■ **Action item**
Your answer must be an exact copy of the lines from the one holding "Report one dot per instance of the man's" through the last line of the entries below, with nothing added.

Provided records Block Start

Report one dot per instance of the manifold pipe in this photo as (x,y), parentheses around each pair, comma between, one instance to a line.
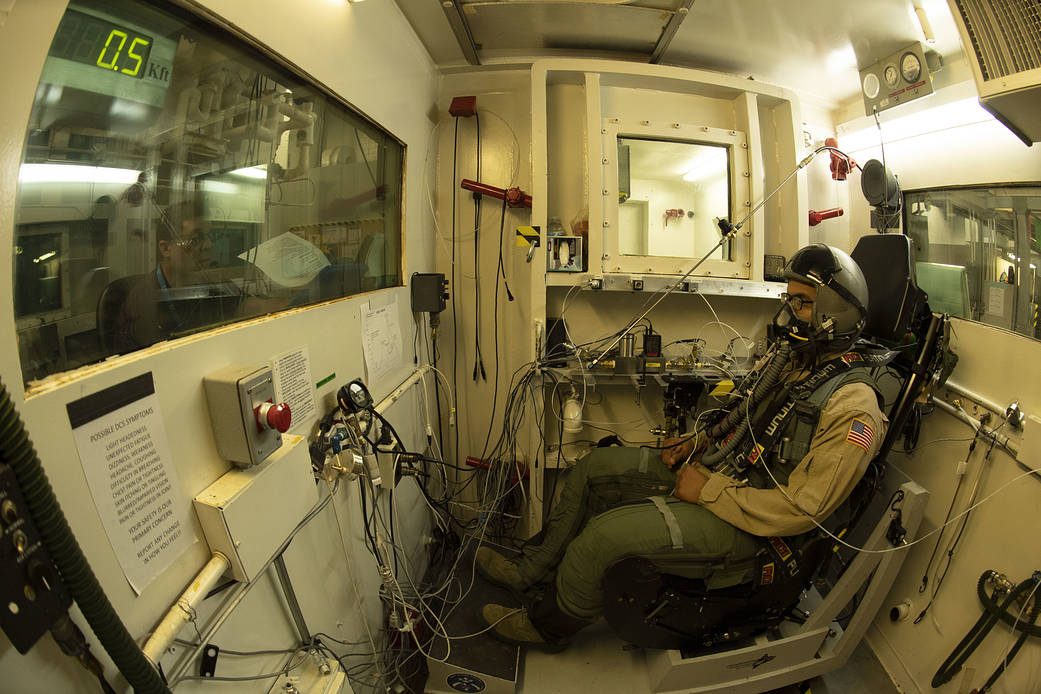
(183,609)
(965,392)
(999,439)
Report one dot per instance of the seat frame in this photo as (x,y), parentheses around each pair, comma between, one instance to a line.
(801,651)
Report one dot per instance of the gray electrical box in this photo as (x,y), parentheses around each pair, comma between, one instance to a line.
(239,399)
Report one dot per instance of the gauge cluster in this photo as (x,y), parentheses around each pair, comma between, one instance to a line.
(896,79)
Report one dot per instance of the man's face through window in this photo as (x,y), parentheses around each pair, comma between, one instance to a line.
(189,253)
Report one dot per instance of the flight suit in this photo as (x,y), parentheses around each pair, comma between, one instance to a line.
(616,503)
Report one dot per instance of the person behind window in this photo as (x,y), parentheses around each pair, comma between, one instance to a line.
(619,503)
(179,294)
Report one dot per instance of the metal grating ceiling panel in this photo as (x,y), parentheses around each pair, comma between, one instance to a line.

Provided records Block End

■ **Finished task**
Report one dot per instance of the man's face through window in this photo as (x,y), parentheses around each pair, comma between, one instance to a line.
(189,253)
Report one dot per instance of the flight suit in this photo as (x,y), parentheses around each pair, comma between, one instance to a line.
(616,503)
Report one dot per instance of the person behind window in this photo as (x,y), parentheses around each pair, comma between, one instance to a line.
(619,503)
(179,294)
Report one dot per instance of the metal grating ceiling panel in this photo as (x,y), parentheses around each pair, comma between, one instance to a line.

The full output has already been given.